(About this task): Would you please return the lines of the entries below starting at the line that has "Target: grass lawn" and ending at the line that has "Target: tree foliage", both included, exactly as they are?
------------
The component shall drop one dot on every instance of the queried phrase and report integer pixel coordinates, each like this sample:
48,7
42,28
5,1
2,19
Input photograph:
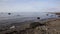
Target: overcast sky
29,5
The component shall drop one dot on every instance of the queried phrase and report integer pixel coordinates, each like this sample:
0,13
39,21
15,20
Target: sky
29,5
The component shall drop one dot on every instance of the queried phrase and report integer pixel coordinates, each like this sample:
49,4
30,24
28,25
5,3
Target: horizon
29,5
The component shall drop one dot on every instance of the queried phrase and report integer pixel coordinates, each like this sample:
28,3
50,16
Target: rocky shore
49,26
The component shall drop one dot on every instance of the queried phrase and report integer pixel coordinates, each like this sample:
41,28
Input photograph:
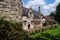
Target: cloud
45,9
------------
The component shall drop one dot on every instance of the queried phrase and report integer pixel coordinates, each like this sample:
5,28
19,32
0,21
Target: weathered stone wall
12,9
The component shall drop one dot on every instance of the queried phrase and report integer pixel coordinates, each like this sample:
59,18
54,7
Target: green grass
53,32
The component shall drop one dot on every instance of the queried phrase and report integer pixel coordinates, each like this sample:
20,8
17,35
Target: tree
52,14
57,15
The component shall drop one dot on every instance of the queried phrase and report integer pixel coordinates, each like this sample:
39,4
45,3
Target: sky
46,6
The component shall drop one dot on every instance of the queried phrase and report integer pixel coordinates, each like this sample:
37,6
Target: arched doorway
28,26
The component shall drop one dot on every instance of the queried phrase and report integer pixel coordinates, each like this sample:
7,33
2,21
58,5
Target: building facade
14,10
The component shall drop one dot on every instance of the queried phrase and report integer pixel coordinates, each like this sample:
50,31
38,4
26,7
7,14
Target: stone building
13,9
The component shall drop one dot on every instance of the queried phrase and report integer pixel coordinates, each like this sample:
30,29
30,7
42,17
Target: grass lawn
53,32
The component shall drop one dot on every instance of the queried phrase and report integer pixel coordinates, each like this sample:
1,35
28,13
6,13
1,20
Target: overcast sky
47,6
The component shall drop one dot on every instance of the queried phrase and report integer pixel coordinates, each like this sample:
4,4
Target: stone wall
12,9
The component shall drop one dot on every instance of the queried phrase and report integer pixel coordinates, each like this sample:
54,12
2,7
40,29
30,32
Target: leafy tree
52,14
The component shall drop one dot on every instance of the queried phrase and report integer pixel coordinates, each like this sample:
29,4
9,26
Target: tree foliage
------------
(Answer below):
Target: grass lawn
53,32
The component shall drop one dot on every instance of the queried phrase and report integer pixel coordinates, each like this sample:
1,35
28,13
6,13
1,20
Target: overcast sky
47,6
The component shall drop one dot on every instance of the queried phrase and report integer pixel coordinates, each like this sample:
4,4
Target: stone wall
12,9
The component shall drop one dot on every instance of the queried phrase and report integer pixel coordinates, each like this sample:
54,12
2,7
40,29
30,32
Target: leafy tree
52,14
The component shall drop one dot on every instance of the queried phrase and report integer pixel coordinates, each like this sample:
29,4
9,26
Target: tree foliage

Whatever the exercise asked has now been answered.